| Exercise goal |
Find every line below that contains the word "silver", and copy each of those lines. Match case exactly.

— start of Provided data —

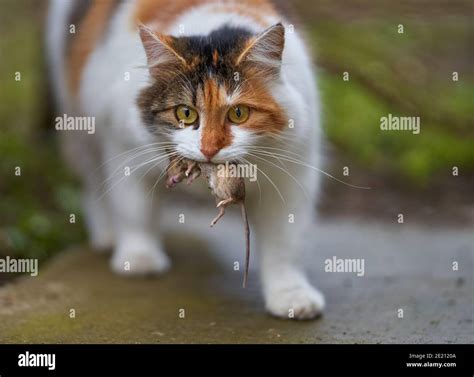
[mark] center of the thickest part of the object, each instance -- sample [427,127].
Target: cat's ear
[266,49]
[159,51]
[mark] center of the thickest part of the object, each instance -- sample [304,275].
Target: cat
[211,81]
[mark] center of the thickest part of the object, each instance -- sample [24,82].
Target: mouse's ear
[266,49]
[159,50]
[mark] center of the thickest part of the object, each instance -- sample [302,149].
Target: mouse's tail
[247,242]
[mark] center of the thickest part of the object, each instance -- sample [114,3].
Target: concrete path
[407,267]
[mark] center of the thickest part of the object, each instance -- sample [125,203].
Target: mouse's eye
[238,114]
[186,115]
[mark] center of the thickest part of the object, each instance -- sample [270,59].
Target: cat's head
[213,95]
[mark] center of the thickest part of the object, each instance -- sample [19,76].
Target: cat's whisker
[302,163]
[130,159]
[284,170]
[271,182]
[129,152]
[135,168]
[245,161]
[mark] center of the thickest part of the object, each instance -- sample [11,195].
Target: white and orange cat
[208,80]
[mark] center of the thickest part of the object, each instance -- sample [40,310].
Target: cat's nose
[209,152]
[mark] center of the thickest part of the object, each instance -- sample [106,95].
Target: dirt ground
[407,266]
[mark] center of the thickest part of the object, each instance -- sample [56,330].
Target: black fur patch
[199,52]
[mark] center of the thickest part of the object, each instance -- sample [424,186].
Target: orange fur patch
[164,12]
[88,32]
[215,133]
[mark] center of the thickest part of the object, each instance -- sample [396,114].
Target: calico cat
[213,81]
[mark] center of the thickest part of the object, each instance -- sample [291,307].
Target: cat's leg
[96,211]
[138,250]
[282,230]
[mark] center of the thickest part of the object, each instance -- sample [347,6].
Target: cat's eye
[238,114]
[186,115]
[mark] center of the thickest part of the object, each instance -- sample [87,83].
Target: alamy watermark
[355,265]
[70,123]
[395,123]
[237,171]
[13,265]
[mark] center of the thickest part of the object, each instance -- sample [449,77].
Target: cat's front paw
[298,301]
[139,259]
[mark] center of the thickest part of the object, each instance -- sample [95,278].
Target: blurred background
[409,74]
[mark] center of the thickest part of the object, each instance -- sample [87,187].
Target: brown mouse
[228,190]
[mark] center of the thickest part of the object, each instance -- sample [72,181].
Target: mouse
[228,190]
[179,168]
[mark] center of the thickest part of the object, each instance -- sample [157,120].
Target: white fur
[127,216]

— end of Provided data —
— start of Provided data —

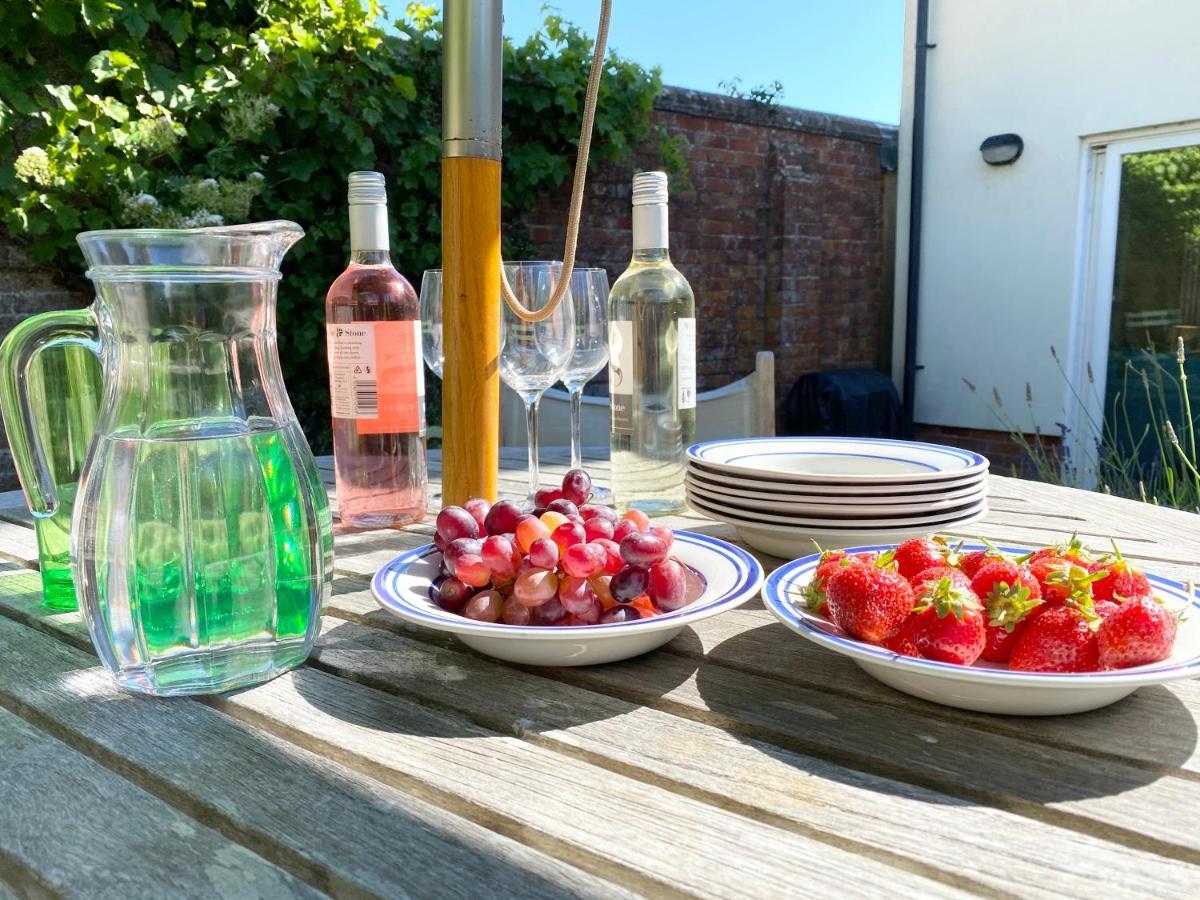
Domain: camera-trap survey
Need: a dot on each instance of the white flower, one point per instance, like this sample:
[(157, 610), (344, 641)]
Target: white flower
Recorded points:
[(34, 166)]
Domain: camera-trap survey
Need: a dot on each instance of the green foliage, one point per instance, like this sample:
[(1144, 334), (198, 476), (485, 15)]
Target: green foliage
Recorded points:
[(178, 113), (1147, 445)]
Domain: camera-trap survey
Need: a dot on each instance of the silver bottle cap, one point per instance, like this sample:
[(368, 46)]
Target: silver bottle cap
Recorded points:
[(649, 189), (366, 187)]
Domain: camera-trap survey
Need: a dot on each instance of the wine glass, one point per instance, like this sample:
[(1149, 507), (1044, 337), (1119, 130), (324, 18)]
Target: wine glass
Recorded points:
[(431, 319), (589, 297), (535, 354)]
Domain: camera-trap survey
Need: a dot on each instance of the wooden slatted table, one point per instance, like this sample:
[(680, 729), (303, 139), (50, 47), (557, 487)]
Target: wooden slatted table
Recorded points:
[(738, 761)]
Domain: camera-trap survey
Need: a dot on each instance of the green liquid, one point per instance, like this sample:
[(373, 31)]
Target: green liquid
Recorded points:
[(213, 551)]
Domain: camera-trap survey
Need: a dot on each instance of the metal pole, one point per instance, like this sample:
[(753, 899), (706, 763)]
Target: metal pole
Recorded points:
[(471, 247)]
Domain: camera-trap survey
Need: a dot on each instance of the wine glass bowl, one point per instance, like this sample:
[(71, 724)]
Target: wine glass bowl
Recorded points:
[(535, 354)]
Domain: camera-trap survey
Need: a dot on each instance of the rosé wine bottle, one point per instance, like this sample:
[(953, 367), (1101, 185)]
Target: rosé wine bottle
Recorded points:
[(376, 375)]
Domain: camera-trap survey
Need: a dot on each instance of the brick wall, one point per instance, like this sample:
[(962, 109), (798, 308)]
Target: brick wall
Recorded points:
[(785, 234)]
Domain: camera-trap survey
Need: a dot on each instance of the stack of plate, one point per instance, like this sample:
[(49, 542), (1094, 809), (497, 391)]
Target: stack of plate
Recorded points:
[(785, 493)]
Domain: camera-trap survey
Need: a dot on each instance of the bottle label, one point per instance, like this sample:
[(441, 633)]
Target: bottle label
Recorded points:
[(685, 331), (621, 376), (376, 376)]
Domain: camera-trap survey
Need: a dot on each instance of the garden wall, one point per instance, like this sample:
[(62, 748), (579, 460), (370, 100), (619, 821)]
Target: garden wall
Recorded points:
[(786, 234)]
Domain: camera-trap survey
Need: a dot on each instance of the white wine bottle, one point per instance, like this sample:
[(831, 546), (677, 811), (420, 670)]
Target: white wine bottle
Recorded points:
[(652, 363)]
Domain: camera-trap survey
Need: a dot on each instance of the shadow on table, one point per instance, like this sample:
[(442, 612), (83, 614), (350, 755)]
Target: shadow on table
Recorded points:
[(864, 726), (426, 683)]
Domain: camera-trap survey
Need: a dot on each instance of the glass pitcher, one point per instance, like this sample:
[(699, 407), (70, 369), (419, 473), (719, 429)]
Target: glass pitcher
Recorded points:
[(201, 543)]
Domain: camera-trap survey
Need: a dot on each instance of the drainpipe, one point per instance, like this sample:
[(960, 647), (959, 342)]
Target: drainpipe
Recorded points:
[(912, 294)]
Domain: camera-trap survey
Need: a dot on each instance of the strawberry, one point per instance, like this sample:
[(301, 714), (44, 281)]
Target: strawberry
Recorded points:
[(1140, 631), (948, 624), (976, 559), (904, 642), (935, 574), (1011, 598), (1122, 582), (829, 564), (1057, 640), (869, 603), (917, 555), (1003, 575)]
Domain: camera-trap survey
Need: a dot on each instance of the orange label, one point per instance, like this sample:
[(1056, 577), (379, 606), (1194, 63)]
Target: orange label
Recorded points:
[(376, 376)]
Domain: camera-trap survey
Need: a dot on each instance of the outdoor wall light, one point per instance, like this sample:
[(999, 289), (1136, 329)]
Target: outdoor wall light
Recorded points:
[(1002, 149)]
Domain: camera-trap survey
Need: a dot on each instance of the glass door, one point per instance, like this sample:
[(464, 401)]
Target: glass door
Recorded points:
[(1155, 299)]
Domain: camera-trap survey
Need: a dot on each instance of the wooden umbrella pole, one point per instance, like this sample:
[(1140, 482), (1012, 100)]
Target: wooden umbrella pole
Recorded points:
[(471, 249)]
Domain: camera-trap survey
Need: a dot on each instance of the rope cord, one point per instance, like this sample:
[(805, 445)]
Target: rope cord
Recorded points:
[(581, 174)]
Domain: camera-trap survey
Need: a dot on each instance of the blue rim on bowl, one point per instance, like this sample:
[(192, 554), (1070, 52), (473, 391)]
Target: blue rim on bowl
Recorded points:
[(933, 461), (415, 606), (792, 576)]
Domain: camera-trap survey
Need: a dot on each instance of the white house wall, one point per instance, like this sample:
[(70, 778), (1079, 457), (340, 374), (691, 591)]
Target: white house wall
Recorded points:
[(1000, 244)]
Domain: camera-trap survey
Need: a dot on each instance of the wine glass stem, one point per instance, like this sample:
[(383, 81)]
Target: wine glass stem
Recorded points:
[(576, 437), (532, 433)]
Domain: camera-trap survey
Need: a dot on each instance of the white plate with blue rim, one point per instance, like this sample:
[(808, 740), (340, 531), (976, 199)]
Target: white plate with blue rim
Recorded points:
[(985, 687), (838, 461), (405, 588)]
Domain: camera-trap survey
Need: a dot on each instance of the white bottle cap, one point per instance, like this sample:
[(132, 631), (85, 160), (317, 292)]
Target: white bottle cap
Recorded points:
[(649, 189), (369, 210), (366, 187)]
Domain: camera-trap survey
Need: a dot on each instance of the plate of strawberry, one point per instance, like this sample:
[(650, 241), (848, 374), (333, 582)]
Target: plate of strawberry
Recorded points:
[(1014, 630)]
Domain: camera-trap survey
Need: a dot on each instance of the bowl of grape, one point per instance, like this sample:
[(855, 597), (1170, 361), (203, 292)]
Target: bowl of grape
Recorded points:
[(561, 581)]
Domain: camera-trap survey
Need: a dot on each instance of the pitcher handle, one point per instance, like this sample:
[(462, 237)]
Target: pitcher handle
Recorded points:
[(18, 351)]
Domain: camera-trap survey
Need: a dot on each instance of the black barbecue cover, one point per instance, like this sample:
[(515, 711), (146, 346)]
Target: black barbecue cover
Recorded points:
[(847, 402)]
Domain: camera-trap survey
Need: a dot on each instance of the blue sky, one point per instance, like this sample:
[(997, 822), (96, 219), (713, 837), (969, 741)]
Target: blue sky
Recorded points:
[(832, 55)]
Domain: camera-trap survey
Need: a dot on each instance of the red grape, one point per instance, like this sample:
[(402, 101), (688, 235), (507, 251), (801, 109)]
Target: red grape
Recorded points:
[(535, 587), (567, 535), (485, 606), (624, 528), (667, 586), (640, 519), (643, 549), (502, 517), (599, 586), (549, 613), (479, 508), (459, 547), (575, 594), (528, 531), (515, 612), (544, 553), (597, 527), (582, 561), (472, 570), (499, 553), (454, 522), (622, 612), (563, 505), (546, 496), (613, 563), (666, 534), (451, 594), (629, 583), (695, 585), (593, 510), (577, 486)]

— end of Provided data —
— start of Provided data —

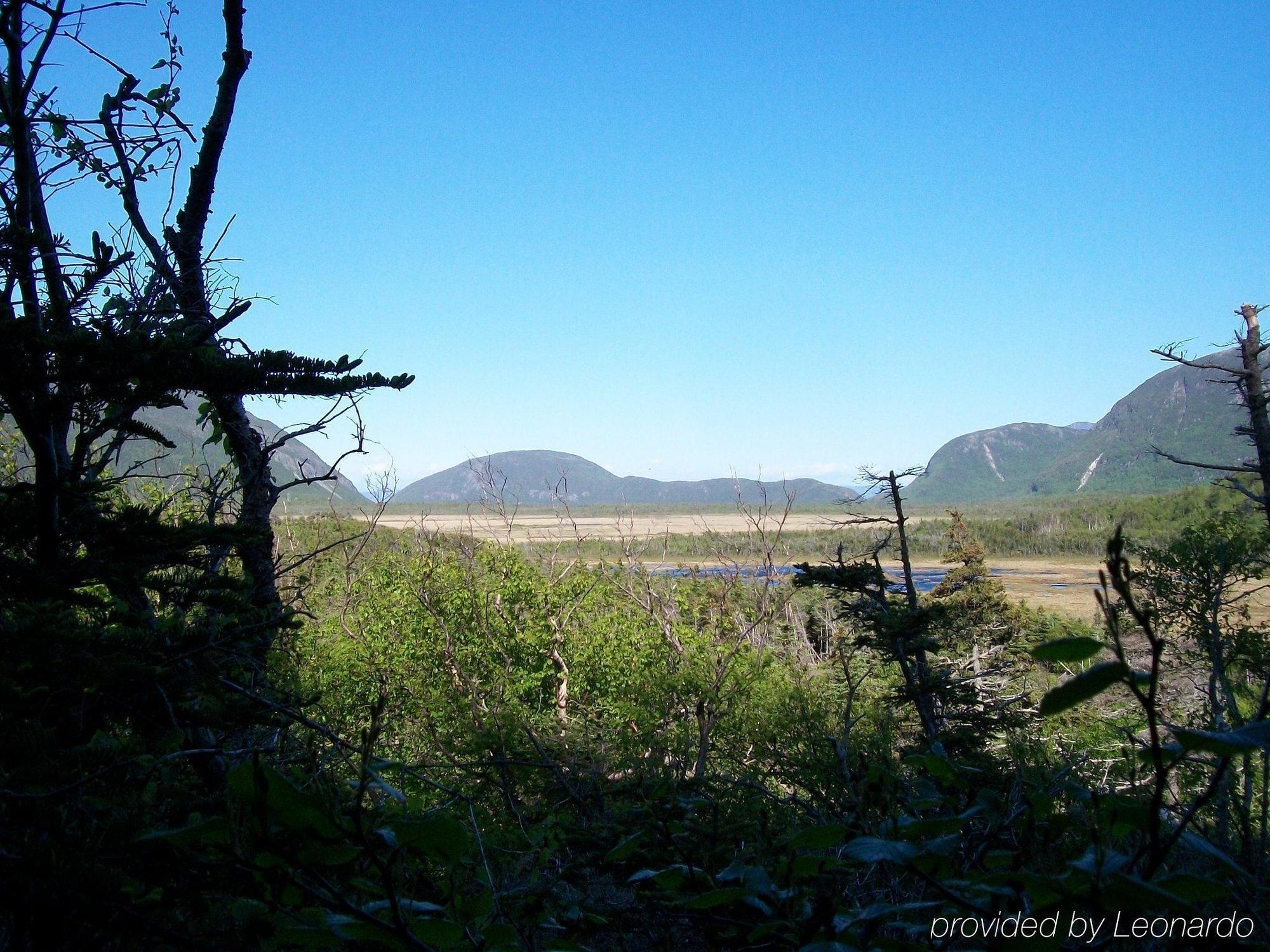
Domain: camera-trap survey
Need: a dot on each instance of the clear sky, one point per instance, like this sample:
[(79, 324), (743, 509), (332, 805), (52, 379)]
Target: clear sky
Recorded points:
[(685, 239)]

— end of Provided data —

| Full answer |
Need: a dot on each instance of the silver bottle cap, one point per instance, like this sample:
Target: silver bottle cap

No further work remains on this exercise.